→ **What is needed**
Could you set down each of the rows below word for word, leaving nothing out?

Location identification items
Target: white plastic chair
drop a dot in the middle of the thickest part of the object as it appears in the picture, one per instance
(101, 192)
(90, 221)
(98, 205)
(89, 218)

→ **Final answer**
Target: white plastic chair
drop a dot in the middle of the thickest part of the object as it appears in the picture, one per instance
(101, 192)
(90, 221)
(98, 205)
(89, 218)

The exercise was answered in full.